◆ THE TASK: Nothing but an exact copy of the records below counts as the answer.

◆ DATA PROVIDED:
________________________

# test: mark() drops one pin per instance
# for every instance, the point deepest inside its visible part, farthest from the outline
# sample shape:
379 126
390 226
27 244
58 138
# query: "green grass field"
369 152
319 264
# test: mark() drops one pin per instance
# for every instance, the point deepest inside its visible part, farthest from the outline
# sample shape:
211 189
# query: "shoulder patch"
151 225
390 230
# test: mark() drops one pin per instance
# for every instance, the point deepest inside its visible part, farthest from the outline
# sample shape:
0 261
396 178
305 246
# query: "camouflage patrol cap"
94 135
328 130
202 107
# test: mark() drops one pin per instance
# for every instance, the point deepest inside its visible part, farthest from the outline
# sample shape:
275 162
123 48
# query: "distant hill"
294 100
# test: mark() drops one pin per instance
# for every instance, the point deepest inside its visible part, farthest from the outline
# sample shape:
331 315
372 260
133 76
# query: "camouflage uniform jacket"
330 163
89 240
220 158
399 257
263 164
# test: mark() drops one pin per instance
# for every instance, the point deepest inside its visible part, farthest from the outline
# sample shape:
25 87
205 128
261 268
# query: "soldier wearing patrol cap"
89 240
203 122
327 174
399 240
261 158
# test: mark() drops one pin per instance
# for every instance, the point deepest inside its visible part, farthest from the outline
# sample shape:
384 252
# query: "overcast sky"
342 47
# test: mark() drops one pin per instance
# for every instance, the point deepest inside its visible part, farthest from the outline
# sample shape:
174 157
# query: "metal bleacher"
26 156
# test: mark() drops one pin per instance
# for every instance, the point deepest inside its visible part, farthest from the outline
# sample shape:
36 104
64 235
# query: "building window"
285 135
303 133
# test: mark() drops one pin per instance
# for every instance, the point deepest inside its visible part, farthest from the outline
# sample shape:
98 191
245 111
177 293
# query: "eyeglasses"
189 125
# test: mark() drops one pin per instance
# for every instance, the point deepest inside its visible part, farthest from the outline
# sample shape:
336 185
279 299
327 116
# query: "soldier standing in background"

________________________

◆ WRITTEN ANSWER:
# test: mark() drops one pin per instance
# for every instance, the point deepest inside its visible part, farthest from the outline
# sample shape:
379 126
390 226
27 244
58 138
# query: "green grass field"
369 152
319 264
# test: mark() drops one pin per instance
# for every instance, the point deepest inside its visible part, farthest from the outline
# sample shape:
211 189
# query: "shoulder patch"
151 225
390 230
# test: mark() drops one pin per instance
# for every instance, the point deepest inside its visible part, farthest from the outline
# sample shape:
0 261
396 178
305 246
# query: "camouflage patrol cap"
94 135
328 130
202 107
# test: mark() drops one pin per instance
# for every instance, the point deepest inside its visible part, farthest from the outline
# sample shape:
275 162
123 48
# query: "distant hill"
294 100
# test: mark() drops one pin per instance
# for every instance, the point deepest inside its visible part, farthest from the outline
# sample shape:
331 315
372 260
133 76
# query: "camouflage uniform jacket"
330 163
89 240
220 158
399 257
263 164
# test: mark() drops one pin per instance
# for every instance, the point deepest inside its visible part, farthest from the outline
# sample shape:
25 87
205 128
261 268
# query: "soldier wearing patrol cap"
89 240
203 122
327 174
399 240
261 158
# test: mark() drops one pin per instance
# for every instance, the point deepest inside its visible part, farthest from the outline
# sample shape:
384 252
# query: "overcast sky"
342 47
# test: mark() drops one pin per instance
# for every instance, the point deepest inside its visible part, farthest from the outline
# sample shape:
174 157
# query: "metal bleacher"
26 156
# test: mark() drops one pin per instance
# for every instance, the point deepest inside its visible part, farthest from the outline
# sample shape:
36 104
64 235
# query: "building window"
285 135
303 133
# test: mark() drops one pin per instance
# for every instance, the point deepest inside its visible part, farthest from the outline
# sample shape:
98 191
245 111
177 293
# query: "eyeglasses"
189 125
# test: mark() drops one pin per instance
# for every instance, the point deepest inside its visible part, farthest from the outline
# sample shape:
336 185
279 299
327 116
# query: "soldier standing in background"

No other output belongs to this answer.